EXERCISE PROMPT:
Write out the material below word for word, starting at its beginning and ending with the line that contains "438, 1105, 475]]". Leave the pictures out.

EXERCISE MATERIAL:
------
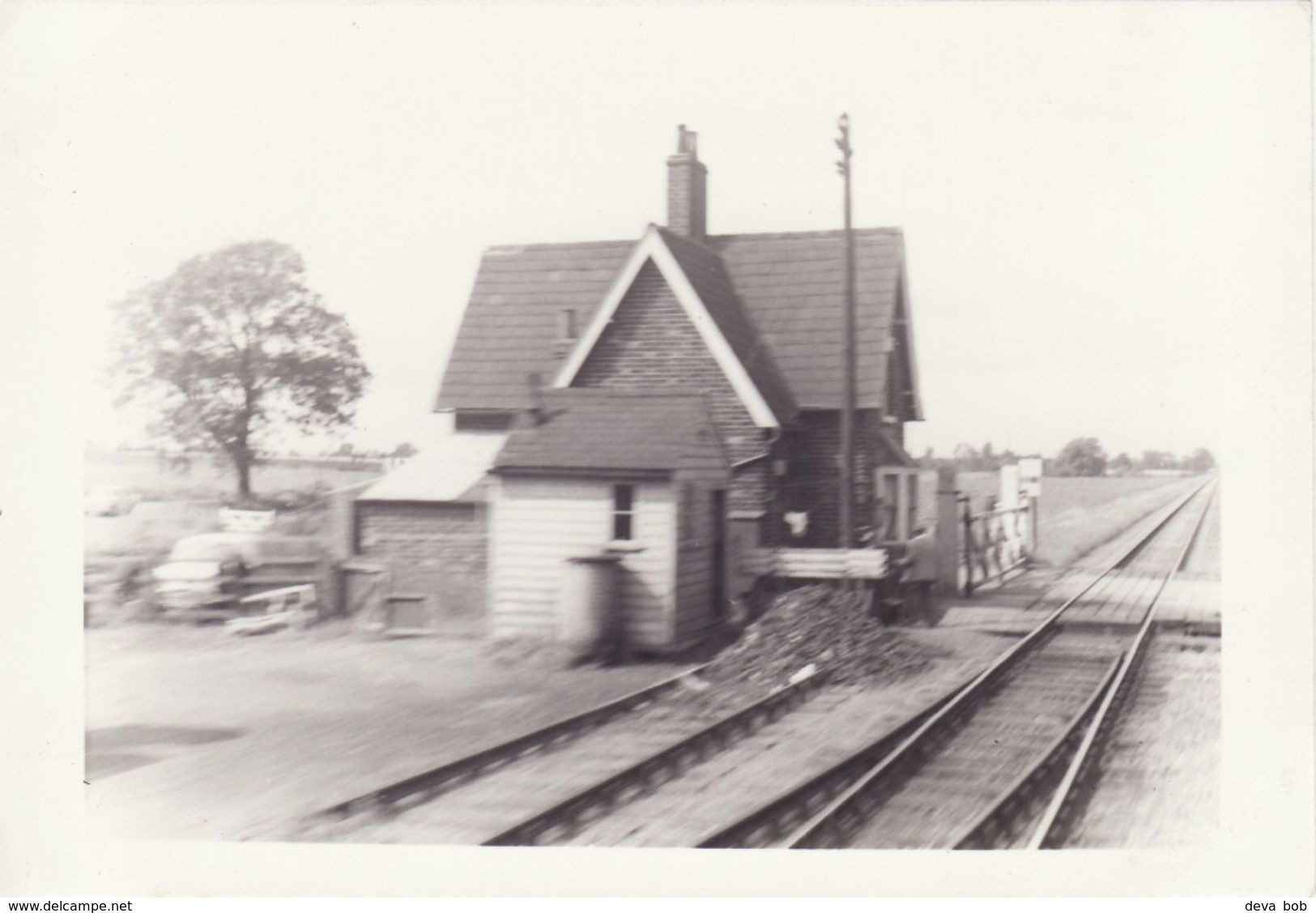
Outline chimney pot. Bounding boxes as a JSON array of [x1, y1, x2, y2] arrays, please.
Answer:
[[667, 124, 708, 241]]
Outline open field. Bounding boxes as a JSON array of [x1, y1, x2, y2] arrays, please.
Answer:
[[84, 451, 381, 501], [918, 472, 1200, 567], [86, 622, 1003, 839]]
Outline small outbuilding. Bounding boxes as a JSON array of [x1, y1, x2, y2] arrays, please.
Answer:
[[347, 434, 505, 634], [488, 388, 732, 652]]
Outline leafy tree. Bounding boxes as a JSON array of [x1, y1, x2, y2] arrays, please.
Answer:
[[1183, 447, 1216, 472], [114, 241, 370, 497], [1055, 438, 1105, 475]]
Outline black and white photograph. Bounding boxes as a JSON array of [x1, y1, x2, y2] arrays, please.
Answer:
[[0, 0, 1316, 898]]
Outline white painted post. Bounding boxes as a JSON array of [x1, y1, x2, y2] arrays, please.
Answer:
[[935, 470, 960, 595], [996, 466, 1020, 510]]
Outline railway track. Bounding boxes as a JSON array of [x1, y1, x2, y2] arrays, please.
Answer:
[[1027, 489, 1220, 850], [777, 485, 1209, 848], [293, 479, 1196, 847]]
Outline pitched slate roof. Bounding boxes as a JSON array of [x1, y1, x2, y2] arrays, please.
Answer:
[[434, 241, 636, 409], [658, 228, 796, 424], [493, 388, 728, 472], [708, 229, 904, 409], [436, 229, 904, 421], [356, 434, 507, 504]]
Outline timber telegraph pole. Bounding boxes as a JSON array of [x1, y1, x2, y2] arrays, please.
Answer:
[[836, 114, 855, 548]]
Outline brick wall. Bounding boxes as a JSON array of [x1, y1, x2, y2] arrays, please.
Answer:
[[356, 501, 488, 633], [573, 262, 771, 521], [782, 409, 882, 548]]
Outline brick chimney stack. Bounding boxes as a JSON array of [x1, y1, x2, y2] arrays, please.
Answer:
[[667, 124, 708, 241]]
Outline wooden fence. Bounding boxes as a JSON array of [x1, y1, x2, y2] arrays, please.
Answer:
[[960, 497, 1034, 596]]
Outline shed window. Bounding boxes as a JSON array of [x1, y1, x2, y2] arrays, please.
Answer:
[[612, 485, 636, 542]]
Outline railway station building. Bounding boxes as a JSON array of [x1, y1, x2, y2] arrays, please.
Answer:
[[344, 128, 922, 650]]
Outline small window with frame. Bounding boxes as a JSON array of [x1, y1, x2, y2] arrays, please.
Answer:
[[612, 485, 636, 542]]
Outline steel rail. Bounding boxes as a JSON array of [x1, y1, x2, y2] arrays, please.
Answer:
[[1028, 483, 1219, 850], [312, 663, 708, 820], [952, 652, 1124, 850], [483, 670, 828, 846], [769, 483, 1207, 848], [695, 679, 971, 848]]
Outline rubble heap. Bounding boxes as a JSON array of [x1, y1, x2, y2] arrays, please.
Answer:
[[703, 584, 931, 685]]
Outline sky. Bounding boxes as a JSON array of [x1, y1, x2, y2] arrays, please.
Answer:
[[0, 2, 1311, 465]]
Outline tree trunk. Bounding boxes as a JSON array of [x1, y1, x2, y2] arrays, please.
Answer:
[[233, 454, 251, 497]]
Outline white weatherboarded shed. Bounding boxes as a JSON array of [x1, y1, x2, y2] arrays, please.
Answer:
[[490, 390, 730, 652]]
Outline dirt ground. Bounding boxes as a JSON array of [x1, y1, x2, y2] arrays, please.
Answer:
[[86, 625, 684, 839], [86, 610, 1008, 839]]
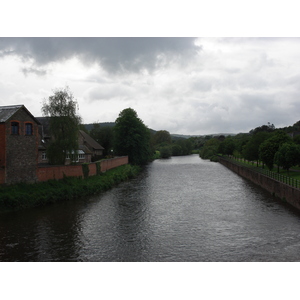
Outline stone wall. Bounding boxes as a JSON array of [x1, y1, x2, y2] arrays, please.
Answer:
[[219, 157, 300, 209], [37, 156, 128, 181], [5, 109, 39, 184]]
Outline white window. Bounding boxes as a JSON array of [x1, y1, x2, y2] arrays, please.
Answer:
[[42, 152, 47, 160]]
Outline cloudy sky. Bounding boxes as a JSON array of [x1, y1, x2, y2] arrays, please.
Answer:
[[0, 37, 300, 135]]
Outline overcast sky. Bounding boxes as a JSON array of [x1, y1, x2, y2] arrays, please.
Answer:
[[0, 37, 300, 135]]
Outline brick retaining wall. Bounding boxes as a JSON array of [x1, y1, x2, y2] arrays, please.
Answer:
[[219, 157, 300, 209], [0, 168, 5, 184], [36, 156, 128, 182]]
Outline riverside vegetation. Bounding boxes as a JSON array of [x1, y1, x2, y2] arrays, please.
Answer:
[[0, 165, 141, 212]]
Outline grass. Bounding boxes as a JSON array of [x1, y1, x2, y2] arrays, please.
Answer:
[[0, 165, 141, 212]]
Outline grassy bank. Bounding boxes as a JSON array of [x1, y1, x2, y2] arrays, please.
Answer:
[[0, 165, 141, 212]]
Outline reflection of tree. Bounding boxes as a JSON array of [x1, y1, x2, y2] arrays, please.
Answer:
[[114, 173, 150, 261], [0, 205, 81, 261]]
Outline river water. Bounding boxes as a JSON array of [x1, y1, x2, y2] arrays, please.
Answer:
[[0, 155, 300, 262]]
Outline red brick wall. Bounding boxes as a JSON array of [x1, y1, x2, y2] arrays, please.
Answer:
[[0, 123, 6, 167], [37, 156, 128, 181], [101, 156, 128, 172], [0, 169, 5, 184]]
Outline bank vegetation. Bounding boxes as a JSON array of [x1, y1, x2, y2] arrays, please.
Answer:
[[0, 165, 141, 212]]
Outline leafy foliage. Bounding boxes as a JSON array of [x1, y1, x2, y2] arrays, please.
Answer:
[[114, 108, 152, 165], [42, 87, 81, 164], [259, 130, 291, 170], [90, 123, 114, 156], [200, 138, 221, 160], [274, 143, 300, 171]]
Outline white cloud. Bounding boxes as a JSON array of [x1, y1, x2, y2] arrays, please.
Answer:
[[0, 38, 300, 134]]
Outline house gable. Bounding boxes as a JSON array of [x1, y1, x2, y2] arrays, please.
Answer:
[[0, 105, 39, 183]]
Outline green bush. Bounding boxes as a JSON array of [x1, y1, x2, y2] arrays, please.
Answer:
[[0, 165, 141, 212]]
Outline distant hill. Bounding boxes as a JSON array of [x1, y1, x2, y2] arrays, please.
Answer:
[[83, 122, 236, 140], [83, 122, 115, 131]]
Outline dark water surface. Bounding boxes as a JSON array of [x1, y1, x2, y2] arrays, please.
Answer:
[[0, 155, 300, 262]]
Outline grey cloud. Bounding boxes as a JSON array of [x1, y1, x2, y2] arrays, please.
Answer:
[[22, 68, 47, 76], [0, 37, 200, 72]]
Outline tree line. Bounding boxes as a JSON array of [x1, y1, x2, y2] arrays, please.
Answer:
[[200, 121, 300, 171], [42, 87, 196, 165]]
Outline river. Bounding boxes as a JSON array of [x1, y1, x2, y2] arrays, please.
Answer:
[[0, 155, 300, 262]]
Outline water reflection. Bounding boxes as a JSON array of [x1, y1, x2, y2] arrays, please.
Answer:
[[0, 156, 300, 261]]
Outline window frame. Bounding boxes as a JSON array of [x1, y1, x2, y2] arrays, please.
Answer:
[[25, 122, 33, 136], [10, 121, 20, 135]]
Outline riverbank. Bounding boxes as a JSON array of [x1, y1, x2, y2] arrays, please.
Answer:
[[0, 165, 141, 213], [219, 157, 300, 210]]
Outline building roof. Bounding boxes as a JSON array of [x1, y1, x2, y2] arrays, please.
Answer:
[[79, 130, 104, 150], [0, 105, 40, 124]]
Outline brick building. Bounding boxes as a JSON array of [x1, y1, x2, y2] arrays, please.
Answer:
[[0, 105, 40, 184], [36, 117, 104, 165]]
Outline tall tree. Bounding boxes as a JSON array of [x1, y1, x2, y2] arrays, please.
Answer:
[[114, 108, 152, 165], [42, 87, 81, 164], [274, 142, 300, 171], [259, 130, 291, 170], [90, 123, 114, 156]]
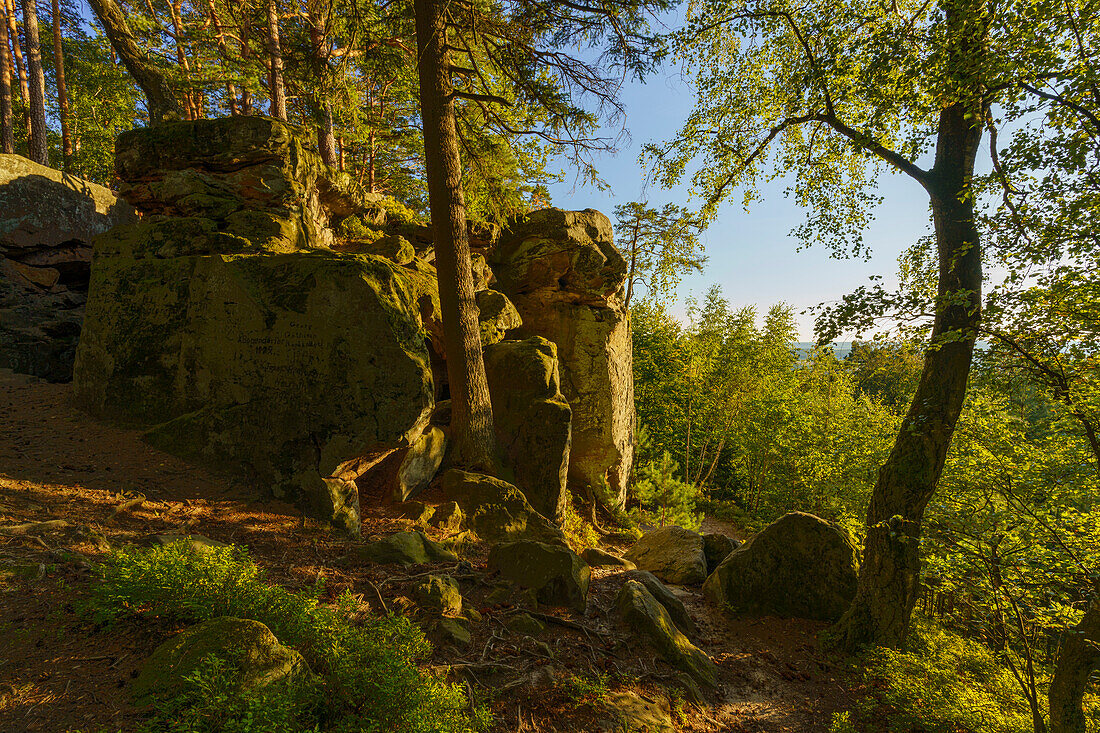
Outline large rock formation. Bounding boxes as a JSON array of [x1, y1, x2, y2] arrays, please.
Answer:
[[0, 154, 134, 382], [75, 118, 436, 532], [491, 209, 634, 504], [703, 512, 859, 621], [484, 334, 572, 521]]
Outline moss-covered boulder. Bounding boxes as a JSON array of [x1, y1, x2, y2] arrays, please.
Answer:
[[74, 248, 433, 529], [488, 540, 592, 613], [491, 209, 634, 505], [131, 616, 310, 703], [441, 469, 565, 546], [352, 532, 459, 565], [413, 576, 462, 616], [615, 580, 718, 688], [475, 291, 523, 346], [625, 525, 706, 586], [703, 512, 859, 621], [484, 336, 573, 521]]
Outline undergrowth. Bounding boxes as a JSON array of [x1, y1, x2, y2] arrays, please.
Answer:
[[90, 543, 488, 733]]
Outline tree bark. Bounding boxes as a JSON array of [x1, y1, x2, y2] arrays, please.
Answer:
[[0, 3, 15, 153], [88, 0, 180, 124], [23, 0, 50, 165], [0, 0, 31, 140], [413, 0, 497, 472], [1048, 588, 1100, 733], [835, 98, 982, 649], [53, 0, 73, 166], [267, 0, 286, 121]]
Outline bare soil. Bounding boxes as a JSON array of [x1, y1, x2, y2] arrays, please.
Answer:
[[0, 372, 855, 733]]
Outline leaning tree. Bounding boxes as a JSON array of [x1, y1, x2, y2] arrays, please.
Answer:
[[650, 0, 1086, 648]]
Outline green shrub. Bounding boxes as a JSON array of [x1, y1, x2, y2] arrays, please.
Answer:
[[90, 543, 487, 733], [859, 616, 1033, 733], [631, 451, 703, 529]]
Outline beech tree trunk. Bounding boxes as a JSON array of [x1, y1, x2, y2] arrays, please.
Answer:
[[53, 0, 73, 166], [23, 0, 50, 165], [0, 3, 15, 153], [88, 0, 180, 124], [413, 0, 497, 472], [1048, 588, 1100, 733], [267, 0, 286, 121], [835, 98, 982, 649]]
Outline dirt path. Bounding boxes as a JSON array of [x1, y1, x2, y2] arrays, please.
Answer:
[[0, 372, 853, 733]]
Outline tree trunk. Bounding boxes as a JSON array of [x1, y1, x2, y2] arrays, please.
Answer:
[[1049, 588, 1100, 733], [267, 0, 286, 121], [23, 0, 50, 165], [835, 98, 982, 649], [53, 0, 73, 166], [88, 0, 180, 124], [0, 0, 31, 141], [0, 2, 15, 153], [413, 0, 497, 472]]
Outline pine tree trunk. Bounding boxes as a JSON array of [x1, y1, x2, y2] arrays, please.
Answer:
[[0, 2, 15, 153], [23, 0, 50, 165], [88, 0, 180, 124], [53, 0, 73, 166], [0, 0, 31, 141], [267, 0, 286, 120], [1049, 588, 1100, 733], [414, 0, 496, 472], [835, 98, 982, 649]]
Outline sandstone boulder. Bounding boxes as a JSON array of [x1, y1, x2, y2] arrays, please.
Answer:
[[703, 534, 740, 575], [703, 512, 859, 621], [131, 616, 309, 703], [484, 337, 572, 521], [442, 469, 565, 546], [615, 580, 718, 687], [74, 253, 433, 532], [625, 525, 706, 586], [491, 209, 634, 505], [475, 291, 523, 346], [0, 154, 135, 382], [488, 540, 591, 613]]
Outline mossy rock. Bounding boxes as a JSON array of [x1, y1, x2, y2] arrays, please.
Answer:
[[131, 616, 310, 704], [413, 576, 462, 616], [488, 540, 592, 613], [442, 469, 565, 547], [615, 580, 718, 688]]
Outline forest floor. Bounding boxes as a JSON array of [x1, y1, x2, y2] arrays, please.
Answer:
[[0, 372, 858, 733]]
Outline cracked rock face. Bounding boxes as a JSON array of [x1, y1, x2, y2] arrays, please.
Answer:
[[491, 209, 635, 505]]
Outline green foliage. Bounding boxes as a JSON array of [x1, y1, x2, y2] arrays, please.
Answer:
[[858, 617, 1032, 733], [143, 655, 321, 733], [91, 543, 486, 733], [630, 444, 703, 530]]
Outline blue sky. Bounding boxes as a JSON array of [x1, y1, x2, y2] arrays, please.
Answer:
[[551, 67, 930, 341]]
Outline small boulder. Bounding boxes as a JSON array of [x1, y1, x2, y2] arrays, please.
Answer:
[[581, 547, 637, 570], [488, 540, 591, 613], [354, 532, 459, 565], [442, 469, 565, 546], [703, 534, 740, 575], [506, 613, 547, 636], [625, 525, 706, 586], [615, 580, 718, 687], [131, 616, 309, 703], [703, 512, 859, 621], [626, 570, 699, 635], [414, 576, 462, 616], [394, 426, 447, 501], [596, 690, 677, 733]]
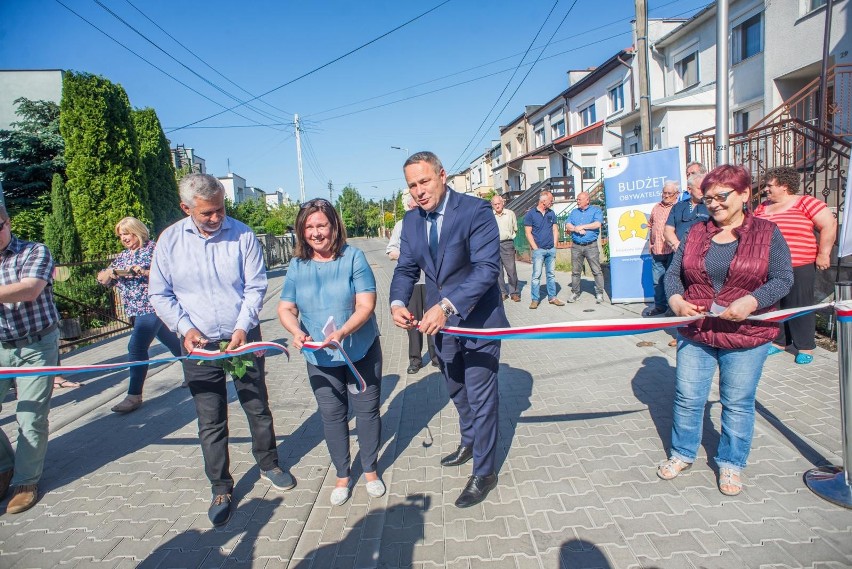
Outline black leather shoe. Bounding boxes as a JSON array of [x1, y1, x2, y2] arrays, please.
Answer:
[[207, 494, 231, 526], [441, 445, 473, 466], [456, 473, 497, 508]]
------
SOLUTION FOR THIS EXERCISE:
Outline chimney pot. Bounding boxes as a JSON array of [x1, y1, x2, y2] arrays, please.
Answer:
[[667, 124, 708, 241]]
Outline open field. Bounding boxes as a JSON array of [x1, y1, x2, y2] arrays, please.
Answer:
[[84, 451, 381, 501], [918, 472, 1200, 567], [86, 622, 1003, 839]]
Outline small outbuilding. Bounding boxes as a JSON array of [x1, y1, x2, y2] arrays, please.
Answer:
[[347, 434, 505, 634], [488, 388, 732, 652]]
Outline leafy tree. Bounding boxes as a JSON array of [x1, y1, x2, y2] arrays, please.
Answer:
[[1183, 447, 1216, 472], [114, 241, 370, 497], [1055, 438, 1105, 475]]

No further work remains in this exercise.